# [RECORD EXTRACTS]
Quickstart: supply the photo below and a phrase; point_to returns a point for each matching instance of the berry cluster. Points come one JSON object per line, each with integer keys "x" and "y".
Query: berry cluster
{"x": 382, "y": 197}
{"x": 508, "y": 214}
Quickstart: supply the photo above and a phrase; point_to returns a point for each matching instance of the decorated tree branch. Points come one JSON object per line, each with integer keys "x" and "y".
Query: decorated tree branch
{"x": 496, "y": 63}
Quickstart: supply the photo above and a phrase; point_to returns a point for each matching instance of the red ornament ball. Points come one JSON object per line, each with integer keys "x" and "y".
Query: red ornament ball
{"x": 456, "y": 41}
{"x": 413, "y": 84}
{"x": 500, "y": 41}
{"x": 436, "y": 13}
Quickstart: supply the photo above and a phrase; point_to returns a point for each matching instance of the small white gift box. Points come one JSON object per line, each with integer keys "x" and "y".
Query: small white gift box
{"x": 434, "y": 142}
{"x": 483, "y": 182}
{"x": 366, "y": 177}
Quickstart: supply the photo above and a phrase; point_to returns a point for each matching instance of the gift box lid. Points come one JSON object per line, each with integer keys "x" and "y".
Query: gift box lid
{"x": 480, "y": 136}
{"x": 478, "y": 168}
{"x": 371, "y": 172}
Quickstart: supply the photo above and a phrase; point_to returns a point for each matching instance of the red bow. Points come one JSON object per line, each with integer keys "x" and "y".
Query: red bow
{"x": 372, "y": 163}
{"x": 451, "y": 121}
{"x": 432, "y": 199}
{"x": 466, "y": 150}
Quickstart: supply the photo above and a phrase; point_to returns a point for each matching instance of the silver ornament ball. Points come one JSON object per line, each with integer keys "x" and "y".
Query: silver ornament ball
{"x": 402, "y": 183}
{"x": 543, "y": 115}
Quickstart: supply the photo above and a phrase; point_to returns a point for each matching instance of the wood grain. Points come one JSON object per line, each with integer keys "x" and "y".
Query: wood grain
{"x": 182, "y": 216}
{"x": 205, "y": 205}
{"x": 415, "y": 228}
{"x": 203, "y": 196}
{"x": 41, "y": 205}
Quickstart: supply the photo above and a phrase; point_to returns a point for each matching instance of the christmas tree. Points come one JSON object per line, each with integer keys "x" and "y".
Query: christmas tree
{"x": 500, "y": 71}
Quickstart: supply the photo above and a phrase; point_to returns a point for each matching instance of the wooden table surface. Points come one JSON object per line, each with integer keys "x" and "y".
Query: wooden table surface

# [TASK TO COMPLETE]
Set down every line of the listing above again, exactly as given.

# [EXERCISE RESPONSE]
Quickstart: supply the photo below and a phrase; point_to returns a point for each matching instance of the berry cluster. Points come one JSON object per line, each with integer keys "x" and "y".
Query: berry cluster
{"x": 382, "y": 197}
{"x": 508, "y": 214}
Quickstart: supply the photo above and a phrase; point_to returns a point for each matching instance of the decorated tree branch. Points come one JSON object per line, each with integer keys "x" and "y".
Query: decorated tree branch
{"x": 496, "y": 63}
Quickstart: supply the photo above and a phrase; point_to returns a point for each matching instance of the red ornament ball. Points come one JSON object per line, each with integer keys "x" and "y".
Query: red ornament ball
{"x": 456, "y": 41}
{"x": 413, "y": 84}
{"x": 500, "y": 41}
{"x": 436, "y": 13}
Quickstart: supply the photo above and a phrase; point_to returns a point for each matching instance of the small white gift box. Points come one JSON object per line, each with integer keys "x" and "y".
Query: small white gift box
{"x": 434, "y": 142}
{"x": 483, "y": 182}
{"x": 366, "y": 177}
Quickstart: supply the photo above and a phrase; point_to returns a point for each matching instance of the gift box lid. Points come one JSON object per line, each with integer keys "x" and "y".
Query: gift box lid
{"x": 480, "y": 136}
{"x": 478, "y": 168}
{"x": 371, "y": 172}
Quickstart: supply the photo above and a phrase; point_to returns a point for each matching instance of the red bow. Points come one JSON object per line, each with integer keys "x" and "y".
Query: red bow
{"x": 372, "y": 163}
{"x": 451, "y": 121}
{"x": 432, "y": 199}
{"x": 466, "y": 150}
Quickstart: supply the photo above and a phrase; point_to returns a point for each matching instance of the silver ornament ball. Points come one JSON object per line, each with integer keys "x" and "y".
Query: silver ornament ball
{"x": 402, "y": 183}
{"x": 543, "y": 115}
Quickstart: supply the photo above and a phrase; point_to returns a point for each matching instance of the wood grain. Points come one JSON object per line, each with integer keys "x" and "y".
Query: wood grain
{"x": 182, "y": 216}
{"x": 205, "y": 205}
{"x": 415, "y": 228}
{"x": 203, "y": 196}
{"x": 41, "y": 205}
Quickstart: supply the photo above and a phrase; point_to returns a point for each matching instance of the christmas tree. Points come one JSON object per line, each with integer keys "x" and "y".
Query: christmas tree
{"x": 500, "y": 71}
Quickstart: supply the photo above and a phrase; point_to returns a point for each matching instance of the wooden table surface. Points come one JSON object per line, each with integer keys "x" and "y".
Query: wooden table surface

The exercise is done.